• Source passage:
+++++

The developmental changes that take place in individuals during the 2½ years after their conception—the prenatal and the infancy periods—are more dramatic and thorough than any others in the lifespan. The body, the mind, and the ability to function meaningfully in and on the world all emerge and flourish with verve. That dynamism, in turn, engages the world, for infants do not grow and develop in a vacuum. Every facet of creation they touch as they grow and develop influences infants in return. These reciprocal relations in infancy ultimately cast parenting in a featured role. (Bornstein, 2002b, p. 12)

+++++

• Location annotation dataset excerpts:

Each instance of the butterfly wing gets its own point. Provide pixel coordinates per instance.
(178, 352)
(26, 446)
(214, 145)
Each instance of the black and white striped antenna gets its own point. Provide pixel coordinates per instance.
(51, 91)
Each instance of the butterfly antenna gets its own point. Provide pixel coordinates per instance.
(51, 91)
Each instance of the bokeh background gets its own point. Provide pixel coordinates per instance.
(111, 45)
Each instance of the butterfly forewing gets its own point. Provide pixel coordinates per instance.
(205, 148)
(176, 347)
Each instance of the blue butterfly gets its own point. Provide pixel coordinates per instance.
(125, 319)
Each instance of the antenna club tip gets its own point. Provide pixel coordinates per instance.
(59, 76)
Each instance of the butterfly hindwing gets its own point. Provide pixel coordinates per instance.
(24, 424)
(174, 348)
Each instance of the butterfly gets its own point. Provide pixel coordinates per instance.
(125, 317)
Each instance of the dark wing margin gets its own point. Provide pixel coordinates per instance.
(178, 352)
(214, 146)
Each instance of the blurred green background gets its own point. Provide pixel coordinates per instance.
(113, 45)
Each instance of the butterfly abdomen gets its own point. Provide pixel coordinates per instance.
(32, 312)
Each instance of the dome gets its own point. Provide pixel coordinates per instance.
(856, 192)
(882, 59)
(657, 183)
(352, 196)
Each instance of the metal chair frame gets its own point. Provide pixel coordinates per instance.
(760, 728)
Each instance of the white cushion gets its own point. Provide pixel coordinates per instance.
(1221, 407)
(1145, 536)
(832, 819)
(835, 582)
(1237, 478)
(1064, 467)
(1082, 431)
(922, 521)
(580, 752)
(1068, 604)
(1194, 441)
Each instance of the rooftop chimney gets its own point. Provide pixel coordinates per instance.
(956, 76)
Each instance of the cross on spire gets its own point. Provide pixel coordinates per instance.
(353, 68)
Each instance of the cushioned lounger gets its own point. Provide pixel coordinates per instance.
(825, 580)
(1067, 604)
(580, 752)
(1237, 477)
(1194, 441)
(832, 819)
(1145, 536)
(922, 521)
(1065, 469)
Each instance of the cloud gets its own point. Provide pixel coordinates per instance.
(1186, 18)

+++++

• Written tasks:
1. Repeat the stretch of the passage on infant development from "The developmental changes" through "2002b, p. 12)".
2. Rewrite the records from the line that contains "Each instance of the blurred" through the end of the records, putting "steel" in place of "metal" and leaving everything else the same.

• Expected results:
1.
The developmental changes that take place in individuals during the 2½ years after their conception—the prenatal and the infancy periods—are more dramatic and thorough than any others in the lifespan. The body, the mind, and the ability to function meaningfully in and on the world all emerge and flourish with verve. That dynamism, in turn, engages the world, for infants do not grow and develop in a vacuum. Every facet of creation they touch as they grow and develop influences infants in return. These reciprocal relations in infancy ultimately cast parenting in a featured role. (Bornstein, 2002b, p. 12)

2.
Each instance of the blurred green background gets its own point. Provide pixel coordinates per instance.
(113, 45)
Each instance of the butterfly abdomen gets its own point. Provide pixel coordinates per instance.
(32, 312)
Each instance of the dome gets its own point. Provide pixel coordinates per instance.
(856, 192)
(882, 59)
(657, 183)
(352, 196)
Each instance of the steel chair frame gets its own point. Provide pixel coordinates per instance.
(760, 728)
Each instance of the white cushion gets its own point. Provide pixel coordinates per instance.
(1221, 407)
(1145, 536)
(832, 819)
(835, 582)
(1237, 478)
(1064, 467)
(1082, 431)
(922, 521)
(580, 752)
(1068, 604)
(1194, 441)
Each instance of the rooftop chimney gets its own point. Provide pixel coordinates per instance.
(956, 76)
Each instance of the cross on spire gets its own point. Provide pixel coordinates per instance.
(353, 68)
Each instance of the cushioned lounger gets its own point. Provide pixel coordinates per instance.
(825, 580)
(1067, 604)
(580, 752)
(1237, 477)
(1194, 441)
(832, 819)
(1145, 536)
(922, 521)
(1065, 469)
Each instance of the cloud gets its own point. Provide pixel coordinates per instance.
(1186, 18)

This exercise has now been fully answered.